_What is required_:
From the entries below, extract every line containing the string "shrub". Matching is case-sensitive.
========================================
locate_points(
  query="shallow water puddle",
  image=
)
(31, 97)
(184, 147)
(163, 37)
========================================
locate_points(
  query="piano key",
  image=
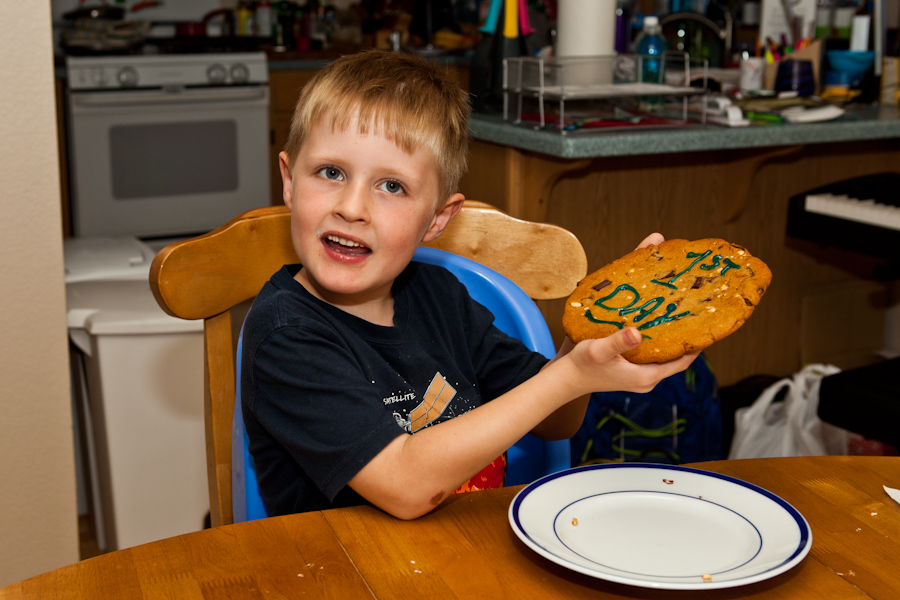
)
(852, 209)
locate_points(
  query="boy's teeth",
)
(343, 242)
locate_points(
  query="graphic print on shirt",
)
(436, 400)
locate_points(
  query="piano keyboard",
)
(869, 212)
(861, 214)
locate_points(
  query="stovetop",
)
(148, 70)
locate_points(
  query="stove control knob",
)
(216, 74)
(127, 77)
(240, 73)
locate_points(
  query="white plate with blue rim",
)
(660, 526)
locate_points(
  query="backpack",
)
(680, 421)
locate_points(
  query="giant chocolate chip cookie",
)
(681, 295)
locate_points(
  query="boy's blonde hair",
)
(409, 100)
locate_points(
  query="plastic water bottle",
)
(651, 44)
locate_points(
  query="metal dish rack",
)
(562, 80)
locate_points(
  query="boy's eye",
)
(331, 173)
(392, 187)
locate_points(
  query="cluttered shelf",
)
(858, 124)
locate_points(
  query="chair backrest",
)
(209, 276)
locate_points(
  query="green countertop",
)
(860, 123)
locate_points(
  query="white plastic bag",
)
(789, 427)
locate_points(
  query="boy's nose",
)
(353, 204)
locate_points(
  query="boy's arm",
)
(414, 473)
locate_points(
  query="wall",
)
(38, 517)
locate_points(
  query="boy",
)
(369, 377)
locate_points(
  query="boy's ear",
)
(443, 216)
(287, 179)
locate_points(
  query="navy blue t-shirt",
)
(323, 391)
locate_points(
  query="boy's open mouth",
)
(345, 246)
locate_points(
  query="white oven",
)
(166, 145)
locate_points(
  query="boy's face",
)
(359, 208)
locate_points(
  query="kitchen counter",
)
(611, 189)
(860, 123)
========================================
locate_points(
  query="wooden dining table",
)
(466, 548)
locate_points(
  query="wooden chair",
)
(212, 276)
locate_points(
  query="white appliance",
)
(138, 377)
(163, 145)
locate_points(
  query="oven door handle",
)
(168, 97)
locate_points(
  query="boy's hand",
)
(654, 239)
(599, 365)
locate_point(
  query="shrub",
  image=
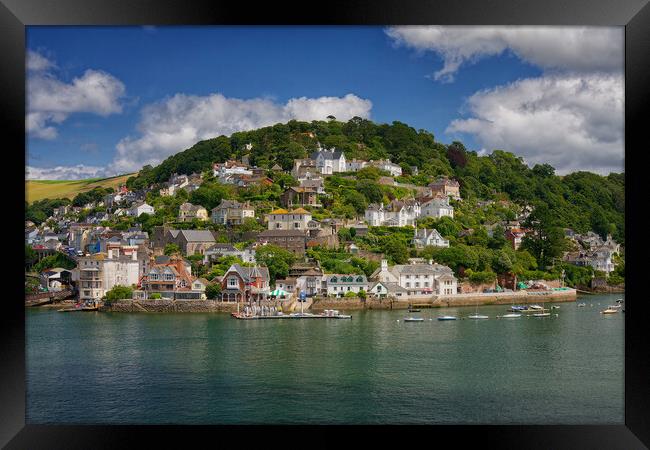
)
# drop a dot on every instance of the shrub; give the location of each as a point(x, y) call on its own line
========================================
_Solution for this exercise_:
  query="shrub",
# drop a dot on every instance of the shrub; give the location of each as a point(x, y) call on its own line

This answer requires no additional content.